Text segment
Lightgbm: Maybe a bug about Hessian matrix of regression_l1 objective function

Created on 9 Oct 2017 · 26Comments · Source: microsoft/LightGBM

Maybe a bug about Hessian matrix of regression_l1 objective function

There may be a bug in Hessian matrix of regression_l1 objective function.

It was strange and unreasonable in function ApproximateHessianWithGaussian that the gaussian variance is set as
const double c = std::max((std::fabs(y) + std::fabs(t)) * eta, 1.0e-10);

The proper code maybe as
const double c = std::max((std::fabs(y-t)) * eta, 1.0e-10);

Though I am not very sure if this is a bug, my program fails in weighted sampling as is reported in issue https://github.com/Microsoft/LightGBM/issues/939

reference:
The Code in File: https://github.com/Microsoft/LightGBM/blob/master/src/objective/regression_objective.hpp
between line 98 and line 123

  void GetGradients(const double* score, score_t* gradients,
                    score_t* hessians) const override {
    if (weights_ == nullptr) {
      #pragma omp parallel for schedule(static)
      for (data_size_t i = 0; i < num_data_; ++i) {
        const double diff = score[i] - label_[i];
        if (diff >= 0.0f) {
          gradients[i] = 1.0f;
        } else {
          gradients[i] = -1.0f;
        }
        hessians[i] = static_cast<score_t>(Common::ApproximateHessianWithGaussian(score[i], label_[i], gradients[i], eta_));
      }
    } else {
      #pragma omp parallel for schedule(static)

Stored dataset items
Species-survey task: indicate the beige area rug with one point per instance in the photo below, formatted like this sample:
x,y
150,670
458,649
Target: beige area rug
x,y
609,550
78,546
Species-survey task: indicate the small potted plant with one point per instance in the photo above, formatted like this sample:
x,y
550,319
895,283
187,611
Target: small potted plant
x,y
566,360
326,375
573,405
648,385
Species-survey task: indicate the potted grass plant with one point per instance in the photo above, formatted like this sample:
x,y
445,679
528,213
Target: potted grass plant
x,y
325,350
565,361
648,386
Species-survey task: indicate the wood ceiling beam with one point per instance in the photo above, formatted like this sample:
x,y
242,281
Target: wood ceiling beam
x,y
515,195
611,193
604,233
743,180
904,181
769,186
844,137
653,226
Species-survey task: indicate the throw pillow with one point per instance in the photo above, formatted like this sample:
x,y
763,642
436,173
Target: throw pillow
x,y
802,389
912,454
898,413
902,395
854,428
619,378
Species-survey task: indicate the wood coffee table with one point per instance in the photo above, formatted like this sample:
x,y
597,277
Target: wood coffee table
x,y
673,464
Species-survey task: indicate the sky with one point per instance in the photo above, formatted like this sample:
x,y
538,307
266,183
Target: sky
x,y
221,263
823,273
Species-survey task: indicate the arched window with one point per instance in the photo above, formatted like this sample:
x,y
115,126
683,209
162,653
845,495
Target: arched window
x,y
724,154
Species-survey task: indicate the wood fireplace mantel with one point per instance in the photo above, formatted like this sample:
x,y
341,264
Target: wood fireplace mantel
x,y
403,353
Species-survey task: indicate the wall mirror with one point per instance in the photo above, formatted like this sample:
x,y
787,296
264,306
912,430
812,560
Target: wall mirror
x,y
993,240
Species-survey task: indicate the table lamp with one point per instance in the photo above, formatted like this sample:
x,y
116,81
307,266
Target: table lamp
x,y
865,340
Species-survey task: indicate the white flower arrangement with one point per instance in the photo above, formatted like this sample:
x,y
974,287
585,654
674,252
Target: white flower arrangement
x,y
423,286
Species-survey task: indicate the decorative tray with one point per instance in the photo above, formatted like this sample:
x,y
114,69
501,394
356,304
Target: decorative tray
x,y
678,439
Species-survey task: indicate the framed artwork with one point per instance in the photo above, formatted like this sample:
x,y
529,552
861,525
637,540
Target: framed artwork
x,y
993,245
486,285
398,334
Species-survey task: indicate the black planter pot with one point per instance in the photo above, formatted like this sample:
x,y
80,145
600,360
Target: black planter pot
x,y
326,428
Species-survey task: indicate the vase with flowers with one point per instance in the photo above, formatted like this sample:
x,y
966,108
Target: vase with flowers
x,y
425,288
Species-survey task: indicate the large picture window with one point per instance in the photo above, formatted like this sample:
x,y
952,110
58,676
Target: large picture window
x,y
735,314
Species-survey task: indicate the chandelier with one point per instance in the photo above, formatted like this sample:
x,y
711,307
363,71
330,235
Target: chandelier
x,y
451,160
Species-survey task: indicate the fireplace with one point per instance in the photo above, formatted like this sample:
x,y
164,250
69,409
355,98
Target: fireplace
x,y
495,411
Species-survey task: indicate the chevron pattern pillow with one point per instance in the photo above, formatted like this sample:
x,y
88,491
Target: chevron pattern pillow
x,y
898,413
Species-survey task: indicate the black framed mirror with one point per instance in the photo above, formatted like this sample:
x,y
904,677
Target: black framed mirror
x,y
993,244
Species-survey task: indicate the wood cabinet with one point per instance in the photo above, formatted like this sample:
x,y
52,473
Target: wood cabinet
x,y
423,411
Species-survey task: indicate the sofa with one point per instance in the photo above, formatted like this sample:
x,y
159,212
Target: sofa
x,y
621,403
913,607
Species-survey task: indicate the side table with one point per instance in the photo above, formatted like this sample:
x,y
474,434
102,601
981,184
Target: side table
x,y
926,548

Directive 1
In the LightGBM issue, which function does the poster say sets the Gaussian variance in a strange and unreasonable way?
Directive 2
Summarize the LightGBM issue in two sentences.
Directive 3
Print the part of the LightGBM issue that opens with the words containing "Lightgbm: Maybe a" and closes with "regression_l1 objective function.".

Full answer 1
ApproximateHessianWithGaussian

Full answer 2
The LightGBM issue reports a possible bug in the Hessian of the regression_l1 objective function, where ApproximateHessianWithGaussian sets the Gaussian variance from the sum of the absolute values of y and t multiplied by eta. The poster proposes using the absolute value of y minus t instead, and says that, although unsure whether this is a bug, the program fails in weighted sampling as reported in issue 939.

Full answer 3
Lightgbm: Maybe a bug about Hessian matrix of regression_l1 objective function

Created on 9 Oct 2017 · 26Comments · Source: microsoft/LightGBM

Maybe a bug about Hessian matrix of regression_l1 objective function

There may be a bug in Hessian matrix of regression_l1 objective function.